Set task: In the records below, find the line holding "Note: point to the overcast"; copy it and every line after it to the end, omitting all images.
----- Dataset excerpts -----
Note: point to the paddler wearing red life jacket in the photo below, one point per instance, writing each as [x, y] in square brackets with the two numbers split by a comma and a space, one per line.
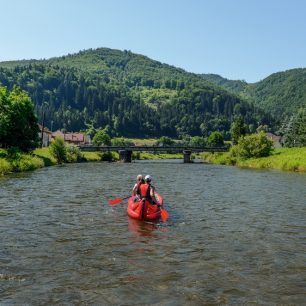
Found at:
[136, 188]
[147, 190]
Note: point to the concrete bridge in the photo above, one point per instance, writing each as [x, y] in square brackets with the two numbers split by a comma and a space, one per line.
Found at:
[125, 153]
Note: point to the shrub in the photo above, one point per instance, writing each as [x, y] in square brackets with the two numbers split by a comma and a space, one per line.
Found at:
[254, 145]
[164, 141]
[73, 153]
[215, 139]
[122, 142]
[58, 150]
[5, 166]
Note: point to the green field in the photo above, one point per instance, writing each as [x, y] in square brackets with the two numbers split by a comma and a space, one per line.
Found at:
[287, 159]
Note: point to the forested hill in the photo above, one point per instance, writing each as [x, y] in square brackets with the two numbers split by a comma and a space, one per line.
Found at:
[281, 93]
[130, 94]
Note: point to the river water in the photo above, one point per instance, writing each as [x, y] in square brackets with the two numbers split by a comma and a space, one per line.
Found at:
[234, 237]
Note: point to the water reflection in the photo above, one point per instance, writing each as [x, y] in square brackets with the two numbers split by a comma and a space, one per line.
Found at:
[142, 228]
[233, 237]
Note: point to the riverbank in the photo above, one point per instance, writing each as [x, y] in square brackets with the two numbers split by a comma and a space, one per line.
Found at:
[287, 159]
[40, 158]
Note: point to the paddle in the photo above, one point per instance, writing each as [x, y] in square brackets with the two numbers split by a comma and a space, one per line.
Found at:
[164, 215]
[117, 201]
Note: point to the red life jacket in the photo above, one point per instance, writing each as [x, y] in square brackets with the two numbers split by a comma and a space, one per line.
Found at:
[138, 187]
[145, 191]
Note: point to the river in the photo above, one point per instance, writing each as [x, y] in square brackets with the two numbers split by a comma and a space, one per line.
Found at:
[234, 236]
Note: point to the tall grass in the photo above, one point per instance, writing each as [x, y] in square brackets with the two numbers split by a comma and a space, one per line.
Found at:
[288, 159]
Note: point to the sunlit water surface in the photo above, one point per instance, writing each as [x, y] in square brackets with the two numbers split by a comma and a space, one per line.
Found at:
[233, 237]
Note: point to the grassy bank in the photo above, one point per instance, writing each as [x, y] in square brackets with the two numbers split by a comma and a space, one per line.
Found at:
[42, 158]
[288, 159]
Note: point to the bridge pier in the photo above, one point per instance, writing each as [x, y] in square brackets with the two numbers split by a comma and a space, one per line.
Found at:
[125, 156]
[187, 154]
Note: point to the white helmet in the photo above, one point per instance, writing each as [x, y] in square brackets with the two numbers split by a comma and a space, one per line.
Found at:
[148, 178]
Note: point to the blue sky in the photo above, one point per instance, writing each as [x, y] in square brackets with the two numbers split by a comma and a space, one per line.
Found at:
[238, 39]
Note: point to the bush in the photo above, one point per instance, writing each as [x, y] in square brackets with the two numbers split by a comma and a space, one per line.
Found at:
[215, 139]
[254, 145]
[164, 141]
[58, 150]
[121, 142]
[73, 153]
[5, 166]
[101, 138]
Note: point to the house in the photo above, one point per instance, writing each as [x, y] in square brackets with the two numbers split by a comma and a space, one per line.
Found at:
[73, 138]
[44, 135]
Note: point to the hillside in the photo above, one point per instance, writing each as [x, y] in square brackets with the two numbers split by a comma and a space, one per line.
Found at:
[280, 94]
[129, 93]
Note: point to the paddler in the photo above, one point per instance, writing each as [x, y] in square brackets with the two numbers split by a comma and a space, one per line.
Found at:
[147, 190]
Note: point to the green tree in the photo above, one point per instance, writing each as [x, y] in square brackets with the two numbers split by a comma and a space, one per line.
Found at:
[254, 145]
[294, 130]
[18, 123]
[101, 138]
[238, 129]
[215, 139]
[164, 141]
[58, 150]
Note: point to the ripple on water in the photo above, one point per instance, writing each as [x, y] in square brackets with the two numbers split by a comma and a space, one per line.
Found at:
[234, 237]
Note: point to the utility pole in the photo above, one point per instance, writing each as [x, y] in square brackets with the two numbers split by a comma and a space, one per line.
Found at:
[43, 123]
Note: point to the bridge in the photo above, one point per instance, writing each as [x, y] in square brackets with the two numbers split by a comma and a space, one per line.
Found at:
[125, 152]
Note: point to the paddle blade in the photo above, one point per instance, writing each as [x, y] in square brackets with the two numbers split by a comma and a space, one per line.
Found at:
[115, 201]
[164, 215]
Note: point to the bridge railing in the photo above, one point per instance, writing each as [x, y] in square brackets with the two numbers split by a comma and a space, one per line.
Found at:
[145, 148]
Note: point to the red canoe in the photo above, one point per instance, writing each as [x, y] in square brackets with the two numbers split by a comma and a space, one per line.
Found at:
[143, 209]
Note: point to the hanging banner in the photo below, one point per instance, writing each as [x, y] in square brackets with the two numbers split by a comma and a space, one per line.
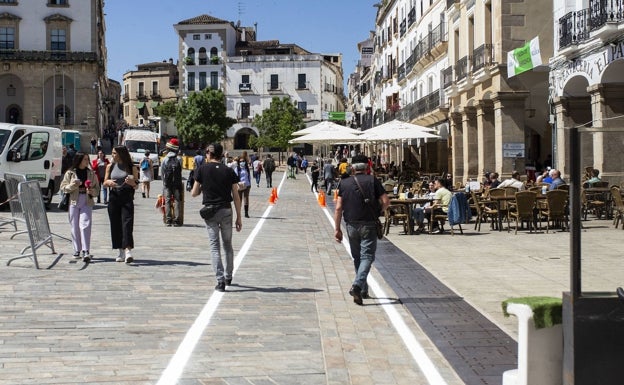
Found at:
[524, 58]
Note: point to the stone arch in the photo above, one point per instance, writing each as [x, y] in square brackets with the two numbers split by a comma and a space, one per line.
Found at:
[59, 90]
[14, 114]
[241, 137]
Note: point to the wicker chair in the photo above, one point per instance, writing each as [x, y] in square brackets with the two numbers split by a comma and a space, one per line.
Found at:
[618, 206]
[503, 207]
[483, 211]
[524, 209]
[555, 210]
[396, 214]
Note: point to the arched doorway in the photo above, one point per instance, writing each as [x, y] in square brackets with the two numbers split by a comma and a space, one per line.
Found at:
[241, 139]
[14, 114]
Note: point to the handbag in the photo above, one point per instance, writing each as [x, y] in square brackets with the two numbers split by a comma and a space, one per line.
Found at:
[208, 211]
[64, 203]
[368, 201]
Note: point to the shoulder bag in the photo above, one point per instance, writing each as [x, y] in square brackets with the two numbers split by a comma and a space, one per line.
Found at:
[369, 204]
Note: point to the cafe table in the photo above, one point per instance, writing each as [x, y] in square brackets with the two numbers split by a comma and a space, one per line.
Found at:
[497, 202]
[409, 203]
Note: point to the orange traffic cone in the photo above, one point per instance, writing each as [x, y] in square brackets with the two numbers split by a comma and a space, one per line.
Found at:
[322, 199]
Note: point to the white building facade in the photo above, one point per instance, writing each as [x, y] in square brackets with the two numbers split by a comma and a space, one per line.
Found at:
[54, 65]
[221, 55]
[587, 83]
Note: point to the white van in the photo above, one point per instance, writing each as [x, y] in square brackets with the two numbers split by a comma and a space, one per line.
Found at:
[34, 151]
[137, 141]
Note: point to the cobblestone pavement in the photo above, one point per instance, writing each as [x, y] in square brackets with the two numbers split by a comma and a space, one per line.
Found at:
[287, 318]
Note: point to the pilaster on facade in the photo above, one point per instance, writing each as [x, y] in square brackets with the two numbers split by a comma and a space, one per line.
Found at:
[56, 82]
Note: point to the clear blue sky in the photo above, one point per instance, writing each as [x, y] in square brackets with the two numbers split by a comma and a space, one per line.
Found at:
[141, 31]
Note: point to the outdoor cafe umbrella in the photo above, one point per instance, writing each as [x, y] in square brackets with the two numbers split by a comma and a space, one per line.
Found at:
[325, 125]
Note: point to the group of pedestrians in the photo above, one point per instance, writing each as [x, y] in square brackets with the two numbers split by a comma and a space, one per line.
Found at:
[83, 182]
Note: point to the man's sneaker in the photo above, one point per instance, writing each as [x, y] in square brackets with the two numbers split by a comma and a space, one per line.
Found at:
[356, 293]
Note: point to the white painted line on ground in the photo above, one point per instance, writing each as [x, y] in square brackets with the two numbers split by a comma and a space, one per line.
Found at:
[175, 368]
[415, 348]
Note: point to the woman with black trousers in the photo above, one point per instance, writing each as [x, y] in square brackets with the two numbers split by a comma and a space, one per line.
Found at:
[121, 178]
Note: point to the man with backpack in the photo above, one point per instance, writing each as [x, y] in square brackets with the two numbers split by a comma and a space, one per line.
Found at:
[172, 183]
[269, 166]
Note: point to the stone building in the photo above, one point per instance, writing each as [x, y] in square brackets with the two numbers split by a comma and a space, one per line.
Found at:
[146, 88]
[222, 55]
[53, 65]
[587, 84]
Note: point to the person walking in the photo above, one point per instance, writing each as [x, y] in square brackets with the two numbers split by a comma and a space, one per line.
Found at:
[242, 170]
[329, 173]
[361, 199]
[269, 167]
[257, 167]
[121, 178]
[81, 183]
[314, 170]
[218, 185]
[172, 183]
[146, 174]
[98, 165]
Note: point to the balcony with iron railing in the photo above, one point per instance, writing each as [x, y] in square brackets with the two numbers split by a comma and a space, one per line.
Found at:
[401, 72]
[274, 86]
[447, 77]
[482, 56]
[15, 54]
[411, 17]
[461, 68]
[575, 27]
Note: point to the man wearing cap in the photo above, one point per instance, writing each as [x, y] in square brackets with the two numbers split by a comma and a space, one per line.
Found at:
[361, 200]
[218, 185]
[172, 182]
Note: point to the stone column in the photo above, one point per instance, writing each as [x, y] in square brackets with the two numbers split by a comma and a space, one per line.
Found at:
[570, 112]
[457, 138]
[471, 154]
[509, 128]
[486, 136]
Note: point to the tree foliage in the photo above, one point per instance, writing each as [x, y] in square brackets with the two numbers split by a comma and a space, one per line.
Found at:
[201, 117]
[277, 123]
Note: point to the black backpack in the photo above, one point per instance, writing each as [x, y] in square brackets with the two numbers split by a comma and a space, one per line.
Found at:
[172, 172]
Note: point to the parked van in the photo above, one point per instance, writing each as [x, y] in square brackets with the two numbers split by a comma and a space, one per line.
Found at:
[71, 137]
[137, 141]
[34, 151]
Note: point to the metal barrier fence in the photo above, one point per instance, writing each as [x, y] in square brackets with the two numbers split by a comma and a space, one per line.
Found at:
[36, 219]
[11, 182]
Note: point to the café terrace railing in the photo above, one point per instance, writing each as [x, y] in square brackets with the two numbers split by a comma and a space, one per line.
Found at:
[575, 27]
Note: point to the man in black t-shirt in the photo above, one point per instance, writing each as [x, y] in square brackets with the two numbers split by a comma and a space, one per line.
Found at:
[361, 199]
[218, 185]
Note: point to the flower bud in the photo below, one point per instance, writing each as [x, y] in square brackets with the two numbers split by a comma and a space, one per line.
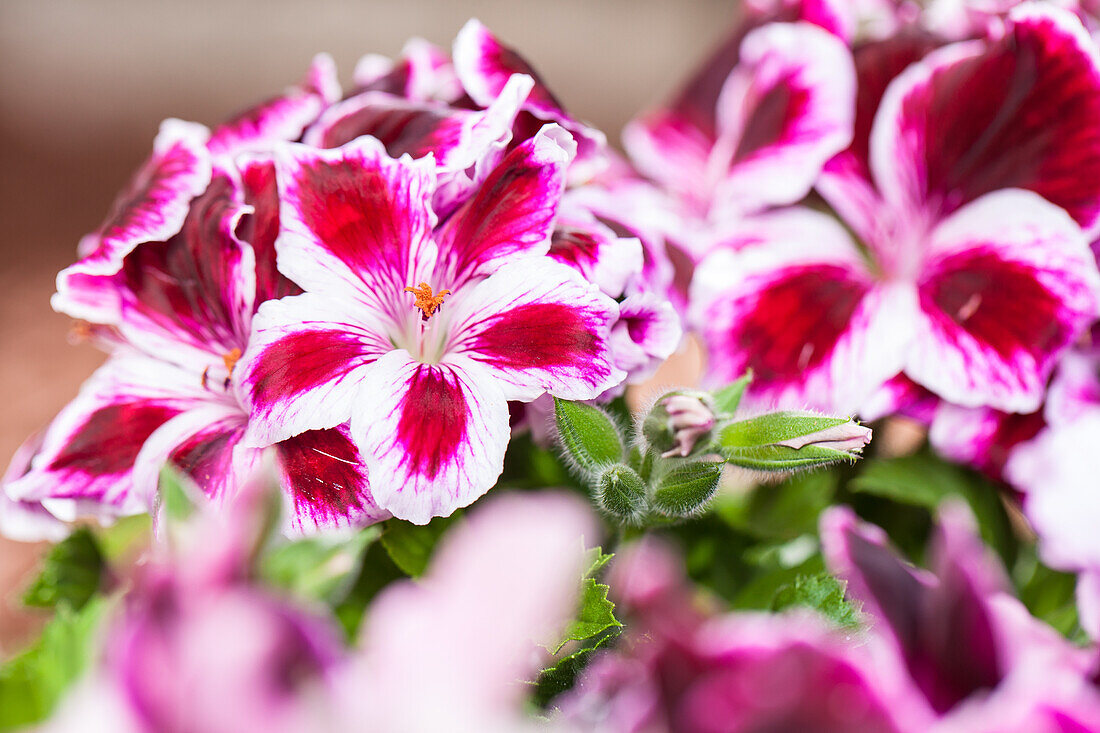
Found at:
[785, 440]
[685, 489]
[589, 436]
[622, 493]
[679, 423]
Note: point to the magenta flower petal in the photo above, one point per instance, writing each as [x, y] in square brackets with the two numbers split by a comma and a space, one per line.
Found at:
[484, 66]
[151, 208]
[282, 118]
[796, 305]
[432, 436]
[352, 216]
[1025, 120]
[512, 212]
[538, 327]
[783, 111]
[1008, 285]
[327, 480]
[305, 363]
[88, 452]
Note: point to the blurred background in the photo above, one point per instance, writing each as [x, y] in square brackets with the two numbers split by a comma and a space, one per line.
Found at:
[84, 85]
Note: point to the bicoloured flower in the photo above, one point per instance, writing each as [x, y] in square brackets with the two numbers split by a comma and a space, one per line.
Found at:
[178, 316]
[754, 128]
[680, 669]
[975, 288]
[424, 375]
[957, 630]
[197, 645]
[521, 555]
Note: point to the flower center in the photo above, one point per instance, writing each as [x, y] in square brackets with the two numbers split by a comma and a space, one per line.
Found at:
[425, 301]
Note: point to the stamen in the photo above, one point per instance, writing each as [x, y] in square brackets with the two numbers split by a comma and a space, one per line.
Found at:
[231, 359]
[425, 301]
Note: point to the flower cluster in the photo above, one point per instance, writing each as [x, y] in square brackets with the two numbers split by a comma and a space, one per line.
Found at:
[391, 298]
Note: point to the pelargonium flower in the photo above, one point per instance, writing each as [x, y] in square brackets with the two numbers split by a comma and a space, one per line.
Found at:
[177, 315]
[419, 331]
[754, 127]
[957, 630]
[520, 555]
[239, 656]
[680, 669]
[980, 275]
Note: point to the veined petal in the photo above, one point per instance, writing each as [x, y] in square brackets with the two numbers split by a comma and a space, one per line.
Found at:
[282, 118]
[204, 444]
[538, 327]
[800, 309]
[422, 73]
[458, 138]
[591, 248]
[647, 332]
[26, 521]
[261, 226]
[432, 436]
[1020, 110]
[151, 208]
[981, 437]
[783, 112]
[1057, 471]
[484, 66]
[945, 625]
[305, 363]
[327, 482]
[353, 218]
[512, 212]
[846, 181]
[1009, 284]
[88, 452]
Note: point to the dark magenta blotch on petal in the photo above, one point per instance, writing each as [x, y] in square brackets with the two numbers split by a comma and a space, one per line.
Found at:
[108, 442]
[325, 474]
[435, 416]
[303, 361]
[538, 336]
[1020, 116]
[1001, 304]
[795, 323]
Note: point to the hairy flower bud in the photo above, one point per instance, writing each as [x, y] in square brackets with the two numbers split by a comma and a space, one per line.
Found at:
[679, 423]
[784, 440]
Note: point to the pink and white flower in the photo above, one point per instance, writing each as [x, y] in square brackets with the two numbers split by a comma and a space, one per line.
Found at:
[754, 128]
[980, 275]
[417, 331]
[178, 315]
[681, 669]
[960, 634]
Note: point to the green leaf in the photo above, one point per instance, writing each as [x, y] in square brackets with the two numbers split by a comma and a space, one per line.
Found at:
[685, 489]
[596, 614]
[376, 570]
[587, 435]
[784, 510]
[821, 592]
[317, 568]
[925, 480]
[410, 545]
[176, 494]
[1047, 593]
[597, 559]
[728, 397]
[622, 493]
[32, 682]
[561, 677]
[789, 440]
[70, 575]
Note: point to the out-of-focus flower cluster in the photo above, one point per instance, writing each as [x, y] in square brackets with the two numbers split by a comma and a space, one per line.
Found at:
[877, 209]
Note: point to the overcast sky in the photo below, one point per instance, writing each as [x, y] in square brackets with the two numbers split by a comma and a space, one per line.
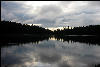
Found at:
[52, 13]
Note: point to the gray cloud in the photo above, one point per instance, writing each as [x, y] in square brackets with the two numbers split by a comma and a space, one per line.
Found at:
[65, 13]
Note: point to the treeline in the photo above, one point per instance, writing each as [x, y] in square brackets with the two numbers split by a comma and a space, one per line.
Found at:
[8, 27]
[84, 30]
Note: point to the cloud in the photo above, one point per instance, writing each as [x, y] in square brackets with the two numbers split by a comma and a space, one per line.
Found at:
-----
Written answer:
Note: point to the overcast sky in the photo below, one point per instance, writing each as [x, y] in square brackets with the two numbers split by a comma and a space, one per line.
Found at:
[52, 13]
Note: point to the gray cloud in the photo above, one point per instance, writing each as [x, y] in square brackets with the two numbers split by a comma and a space, one per line.
Found at:
[65, 13]
Note: point to the treeline in the photo above, one point per instance, writing each as [x, y] in square brackets with the two numbers split by a comma and a space, one per line.
Found at:
[8, 27]
[84, 30]
Note: point to the cloud in the photo above, one point per instance, writing each as [x, y] in square brackets with the two numbers split by a comma and a space, one per line.
Found at:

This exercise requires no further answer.